→ Description of the task:
Rewrite each of the records with every "wooden" changed to "timber", leaving everything else the same.

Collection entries
+++
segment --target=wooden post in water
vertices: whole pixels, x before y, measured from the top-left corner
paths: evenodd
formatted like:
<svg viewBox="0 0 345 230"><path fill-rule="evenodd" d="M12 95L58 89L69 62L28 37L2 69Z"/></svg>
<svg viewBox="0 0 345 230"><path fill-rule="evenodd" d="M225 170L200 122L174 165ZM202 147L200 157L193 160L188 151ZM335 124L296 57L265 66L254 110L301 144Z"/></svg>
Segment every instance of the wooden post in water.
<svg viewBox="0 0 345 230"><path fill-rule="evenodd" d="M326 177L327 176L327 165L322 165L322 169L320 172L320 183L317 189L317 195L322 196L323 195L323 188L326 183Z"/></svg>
+++
→ Response to the task:
segment --target=timber post in water
vertices: whole pixels, x before y, measured from the top-left corner
paths: evenodd
formatted like:
<svg viewBox="0 0 345 230"><path fill-rule="evenodd" d="M12 95L58 89L69 62L28 37L2 69Z"/></svg>
<svg viewBox="0 0 345 230"><path fill-rule="evenodd" d="M225 170L200 122L174 165ZM202 147L200 157L193 160L188 151ZM335 124L296 57L265 66L254 110L301 144Z"/></svg>
Segment every instance of the timber post in water.
<svg viewBox="0 0 345 230"><path fill-rule="evenodd" d="M326 177L327 176L327 165L322 165L322 169L320 172L320 183L317 189L317 195L322 196L323 195L323 188L326 183Z"/></svg>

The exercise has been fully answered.